Tarea solicitada:
Imprime sin cambios el pasaje del texto sobre la pandemia que empieza con "Sabemos que el" y continúa hasta "el aislamiento social.", ambos incluidos.

Las vacunas (hay más de 170 en proceso, 26 de las cuales ya en su fase clínica) están cerca y están lejos. Se desarrollan a una velocidad portentosa, inaudita, pero están atrapadas en nacionalismos que eclipsan los avances formidables de la ciencia: el poder antes que la solidaridad, el lucro antes que la salud. Hay ciertamente esfuerzos encomiables, como los desarrollados por la Cancillería mexicana, la Fundación Carlos Slim y organismos multilaterales como la ONU y la OMS/OPS. Pero vamos a contracorriente. Habrá vacuna antes de que prevalezca nuestra otra alternativa: la inmunidad natural, mejor conocida en estos tiempos como inmunidad de rebaño. Que no es otra cosa más que sálvese quien pueda, por la gracia de dios, por destinos de la naturaleza o por la solidaridad comunitaria que por fortuna tampoco ha faltado. Como prefiera usted verlo.

Yo estoy en la trinchera del multilateralismo (lo opuesto a los nacionalismos) y seguiré haciendo mi mayor esfuerzo para que la resolución planteada ante el G-20 por el presidente López Obrador e impulsada por México en la ONU, aprobada por unanimidad y copatrocinada por 179 países, se haga realidad: acceso equitativo, justo y accesible a medicamentos y vacunas contra la enfermedad por COVID-19. Pero no hay nada seguro. En todo caso, el acceso va a ser gradual, paulatino. ¿Quiénes irán antes, con qué criterios? Algo me queda claro: no habrá vacunas para todos al mismo tiempo. Por eso mismo son vitales las iniciativas que ha tomado nuestra Cancillería.

Sabemos que el estrés intenso, prolongado, la incertidumbre ante amenazas externas, afectan la salud mental. Generan signos y síntomas clínicos (duelo, ansiedad, depresión), producen problemas psicosociales (abuso de alcohol, violencia, desempleo). En el ámbito de la medicina se reconoce un síndrome por fatiga crónica, que guarda conexión con lo que estamos viviendo. Se presenta con somnolencia diurna (por alteraciones del sueño), dolores articulares y musculares sin causa aparente, irritabilidad, disminución de la memoria y la capacidad de concentración, entre otras manifestaciones. La fatiga no cede con el descanso y, además, propicia el ausentismo laboral y el aislamiento social.

Los desastres naturales también han sido extensamente estudiados y sus consecuencias en la salud mental son bien conocidas. En una primera fase, las comunidades se solidarizan, se unen. Recordemos las imágenes conmovedoras de los balcones en diversas ciudades de Italia y España, la gente cantando, aplaudiendo, rindiendo homenaje a los héroes (médicos, enfermeras, trabajadores de la salud). Pero no duraron mucho. Acabó por imponerse la otra realidad: el desencanto, la frustración, el enojo, la desobediencia. Ese es el síndrome de la fatiga por la pandemia.

Extracto de datos:
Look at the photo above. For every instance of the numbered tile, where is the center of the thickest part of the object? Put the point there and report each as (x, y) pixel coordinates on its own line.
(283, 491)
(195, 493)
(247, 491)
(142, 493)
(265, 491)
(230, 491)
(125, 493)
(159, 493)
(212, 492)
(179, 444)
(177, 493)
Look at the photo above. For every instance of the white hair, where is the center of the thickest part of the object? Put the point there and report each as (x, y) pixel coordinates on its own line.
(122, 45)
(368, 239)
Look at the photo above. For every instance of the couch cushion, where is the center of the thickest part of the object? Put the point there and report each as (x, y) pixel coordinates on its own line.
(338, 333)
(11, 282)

...

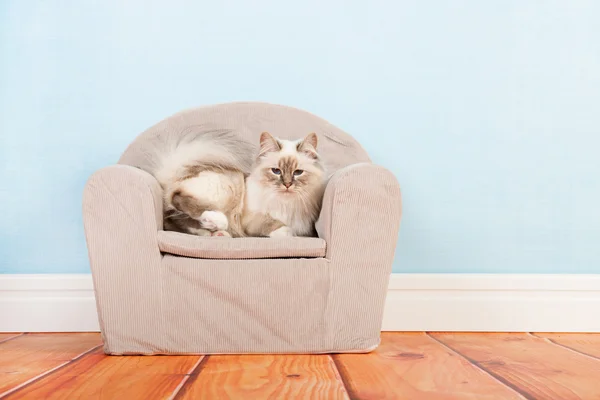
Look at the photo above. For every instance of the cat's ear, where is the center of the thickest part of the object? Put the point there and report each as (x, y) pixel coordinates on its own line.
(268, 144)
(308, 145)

Espacio de respuesta:
Sabemos que el estrés intenso, prolongado, la incertidumbre ante amenazas externas, afectan la salud mental. Generan signos y síntomas clínicos (duelo, ansiedad, depresión), producen problemas psicosociales (abuso de alcohol, violencia, desempleo). En el ámbito de la medicina se reconoce un síndrome por fatiga crónica, que guarda conexión con lo que estamos viviendo. Se presenta con somnolencia diurna (por alteraciones del sueño), dolores articulares y musculares sin causa aparente, irritabilidad, disminución de la memoria y la capacidad de concentración, entre otras manifestaciones. La fatiga no cede con el descanso y, además, propicia el ausentismo laboral y el aislamiento social.